» **Problems and tasks**
(1) List every environment with a high concentration of people that the text on pandemic waste management names.
(2) Duplicate the passage of the text on pandemic waste management that begins with the words containing "The US Occupational" and ends with "of MSW [13].".

» **Selected text**

+++

A lack of proper waste management strategies and the uncontrolled combustion of medical plastic waste has accelerated the release of greenhouse gases (GHGs) and other potentially dangerous compounds, such as dioxins, PCBs, furans, and heavy metals, creating significant environmental concerns. The COVID-19 pandemic has placed this issue on the front line of environmental research through the increase in single-use plastics. In addition to increasing the use of Personal Protective Equipment (PPEs), there was in an increase in the plastic packaging of foods and groceries intended for home delivery during the lockdown and home quarantine periods [68].
The integration of waste management in disaster management planning will result in inclusive response measures and guidelines for operating better in the dynamics of a future pandemic, prioritizing the formulation and implementation of homogenous plastics, eco-friendly bio-plastics, and circular technologies while phasing out single-use plastic through taxation. To safely manage biomedical wastes, an automated system of waste storage, collection, treatment, and disposal should be developed using advanced technologies and the Internet of Things [30].
The US Occupational Safety and Health Administration (OSHA) has established predefined safety guidelines for personnel involved in health waste management, recognizing it as an essential service and requiring employees to take appropriate precautions [70]. The European Commission has formulated a document that emphasizes the importance of continuing adequate MSW management services, including separate collection and recycling in accordance with EU law, further specifying the need for proper sorting for the separation of recyclables and biodegradables [71]. However, there is greater concern regarding the handling of medical waste and waste generated in infected homes in less-developed countries, such as India and Malaysia, where little attention is paid to the management of MSW [13].
In Spain, the regulations currently allow infectious waste to be co-incinerated with other waste for use in cement factories. Norway has temporarily authorized landfills for the final disposal of infectious waste, as well as the transport of waste to other disposal sites, due to the increase in the generation of this type of waste [72].
In Brazil, the Brazilian Association of Sanitary Engineering (ABES—a local acronym) has prepared a document advising contaminated patients who are in home isolation to pack their generated waste in double bags up to 2/3 full, tightly close them, and leave them out for conventional collection. Regarding recyclable waste, this is to be stored at home during quarantine for an undefined period, paralyzing the activities of many recycling associations [73].
The Brazilian Association of Public Cleaning and Special Waste Companies (ABRELPE—alocal acronym) has a different position and recommends the continued separation of recyclable waste for those individuals who are not infected by the virus [74]. The two entities agree on the orientation of waste management in environments with a high concentration of people, such as buses, subways, trains, hotels, highway service stations, ports, and airports, among others, where waste must be disposed of as health waste, classified, according to Brazilian Health Regulatory Agency (ANVISA—Local acronym) Resolution 222, as biohazardous waste-Group A1 [75].

+++

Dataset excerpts
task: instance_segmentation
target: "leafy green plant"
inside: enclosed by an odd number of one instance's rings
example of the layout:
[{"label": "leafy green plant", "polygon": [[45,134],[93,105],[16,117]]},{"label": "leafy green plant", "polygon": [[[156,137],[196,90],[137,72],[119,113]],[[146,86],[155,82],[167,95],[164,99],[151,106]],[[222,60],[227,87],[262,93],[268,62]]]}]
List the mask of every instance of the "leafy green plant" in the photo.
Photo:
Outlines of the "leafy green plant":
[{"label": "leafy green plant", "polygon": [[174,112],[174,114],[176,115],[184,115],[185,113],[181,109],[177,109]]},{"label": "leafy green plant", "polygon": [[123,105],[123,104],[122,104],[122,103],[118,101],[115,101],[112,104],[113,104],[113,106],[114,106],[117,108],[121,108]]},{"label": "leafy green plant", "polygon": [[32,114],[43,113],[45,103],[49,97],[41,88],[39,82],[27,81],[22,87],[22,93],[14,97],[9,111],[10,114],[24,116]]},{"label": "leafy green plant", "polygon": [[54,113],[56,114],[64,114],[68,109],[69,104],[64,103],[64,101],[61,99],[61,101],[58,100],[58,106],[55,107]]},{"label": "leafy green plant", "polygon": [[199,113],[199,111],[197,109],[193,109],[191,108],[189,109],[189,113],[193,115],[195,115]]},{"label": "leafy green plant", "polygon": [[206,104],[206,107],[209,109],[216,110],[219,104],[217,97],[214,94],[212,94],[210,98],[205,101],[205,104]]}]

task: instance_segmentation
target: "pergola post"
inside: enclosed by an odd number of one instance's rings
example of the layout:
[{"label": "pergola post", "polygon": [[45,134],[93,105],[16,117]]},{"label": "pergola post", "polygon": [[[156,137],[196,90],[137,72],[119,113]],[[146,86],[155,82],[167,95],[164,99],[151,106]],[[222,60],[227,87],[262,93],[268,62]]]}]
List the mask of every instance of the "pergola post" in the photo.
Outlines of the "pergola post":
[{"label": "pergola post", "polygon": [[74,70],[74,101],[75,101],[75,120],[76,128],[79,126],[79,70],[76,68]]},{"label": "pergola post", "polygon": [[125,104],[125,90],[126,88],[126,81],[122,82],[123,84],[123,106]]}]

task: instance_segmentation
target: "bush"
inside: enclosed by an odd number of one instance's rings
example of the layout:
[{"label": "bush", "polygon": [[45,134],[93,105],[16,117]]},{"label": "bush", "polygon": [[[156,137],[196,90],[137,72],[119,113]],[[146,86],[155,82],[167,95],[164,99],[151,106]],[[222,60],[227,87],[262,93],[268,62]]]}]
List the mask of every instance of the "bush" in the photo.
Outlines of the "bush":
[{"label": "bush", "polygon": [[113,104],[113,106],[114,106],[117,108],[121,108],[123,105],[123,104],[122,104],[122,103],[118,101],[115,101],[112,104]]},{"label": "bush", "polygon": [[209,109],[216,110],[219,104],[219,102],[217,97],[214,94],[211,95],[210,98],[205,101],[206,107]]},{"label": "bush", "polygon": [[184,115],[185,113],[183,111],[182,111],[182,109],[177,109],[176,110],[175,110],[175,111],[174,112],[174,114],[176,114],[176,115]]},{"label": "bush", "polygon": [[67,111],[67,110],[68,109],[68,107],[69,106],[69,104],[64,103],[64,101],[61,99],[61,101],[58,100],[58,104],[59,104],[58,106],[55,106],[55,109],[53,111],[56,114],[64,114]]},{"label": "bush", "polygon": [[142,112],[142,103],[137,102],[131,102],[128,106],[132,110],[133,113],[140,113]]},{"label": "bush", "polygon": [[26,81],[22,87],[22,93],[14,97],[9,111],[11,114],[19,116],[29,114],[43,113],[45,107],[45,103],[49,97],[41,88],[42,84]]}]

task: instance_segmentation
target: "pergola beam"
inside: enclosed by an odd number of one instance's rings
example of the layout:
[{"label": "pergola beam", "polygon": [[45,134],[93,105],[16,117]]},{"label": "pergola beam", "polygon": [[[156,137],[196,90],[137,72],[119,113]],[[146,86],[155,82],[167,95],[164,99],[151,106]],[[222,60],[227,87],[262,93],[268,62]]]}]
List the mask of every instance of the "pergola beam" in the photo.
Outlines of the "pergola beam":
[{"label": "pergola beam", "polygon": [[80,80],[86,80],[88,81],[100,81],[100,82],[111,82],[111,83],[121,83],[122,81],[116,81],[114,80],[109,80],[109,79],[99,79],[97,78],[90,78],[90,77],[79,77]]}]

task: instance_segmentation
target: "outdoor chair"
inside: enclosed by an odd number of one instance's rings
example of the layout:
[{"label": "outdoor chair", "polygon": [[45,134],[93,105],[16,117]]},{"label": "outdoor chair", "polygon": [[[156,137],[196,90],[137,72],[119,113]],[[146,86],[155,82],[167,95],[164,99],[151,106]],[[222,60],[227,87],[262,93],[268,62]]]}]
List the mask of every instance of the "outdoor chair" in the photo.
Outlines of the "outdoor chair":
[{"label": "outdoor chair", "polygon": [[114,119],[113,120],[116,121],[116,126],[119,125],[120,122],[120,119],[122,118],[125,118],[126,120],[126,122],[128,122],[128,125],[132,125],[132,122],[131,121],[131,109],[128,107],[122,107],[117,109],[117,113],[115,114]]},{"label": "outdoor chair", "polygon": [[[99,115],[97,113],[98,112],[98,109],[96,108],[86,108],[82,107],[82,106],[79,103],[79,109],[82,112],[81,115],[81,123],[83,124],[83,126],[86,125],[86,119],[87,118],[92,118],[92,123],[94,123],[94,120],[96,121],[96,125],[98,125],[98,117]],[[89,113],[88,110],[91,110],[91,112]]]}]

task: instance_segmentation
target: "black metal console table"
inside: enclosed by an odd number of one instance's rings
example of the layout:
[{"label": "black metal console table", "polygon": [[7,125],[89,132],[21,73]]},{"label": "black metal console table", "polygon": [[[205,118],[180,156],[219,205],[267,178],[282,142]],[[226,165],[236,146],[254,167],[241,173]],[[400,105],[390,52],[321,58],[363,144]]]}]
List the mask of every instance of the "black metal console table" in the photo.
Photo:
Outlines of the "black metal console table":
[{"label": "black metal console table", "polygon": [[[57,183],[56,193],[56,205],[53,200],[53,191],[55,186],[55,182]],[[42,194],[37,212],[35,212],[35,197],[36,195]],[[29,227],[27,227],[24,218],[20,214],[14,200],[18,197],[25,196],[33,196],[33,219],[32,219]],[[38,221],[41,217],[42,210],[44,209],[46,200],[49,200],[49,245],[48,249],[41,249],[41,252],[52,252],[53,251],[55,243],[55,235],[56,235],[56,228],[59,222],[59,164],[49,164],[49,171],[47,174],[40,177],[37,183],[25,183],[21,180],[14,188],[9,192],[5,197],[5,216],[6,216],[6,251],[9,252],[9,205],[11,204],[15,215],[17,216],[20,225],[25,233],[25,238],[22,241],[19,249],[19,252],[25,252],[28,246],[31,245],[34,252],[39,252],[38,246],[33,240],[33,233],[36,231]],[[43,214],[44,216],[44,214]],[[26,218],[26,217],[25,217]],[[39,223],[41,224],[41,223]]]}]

+++

» **Answers to each task**
(1)
- buses
- subways
- trains
- hotels
- highway service stations
- ports
- airports

(2)
The US Occupational Safety and Health Administration (OSHA) has established predefined safety guidelines for personnel involved in health waste management, recognizing it as an essential service and requiring employees to take appropriate precautions [70]. The European Commission has formulated a document that emphasizes the importance of continuing adequate MSW management services, including separate collection and recycling in accordance with EU law, further specifying the need for proper sorting for the separation of recyclables and biodegradables [71]. However, there is greater concern regarding the handling of medical waste and waste generated in infected homes in less-developed countries, such as India and Malaysia, where little attention is paid to the management of MSW [13].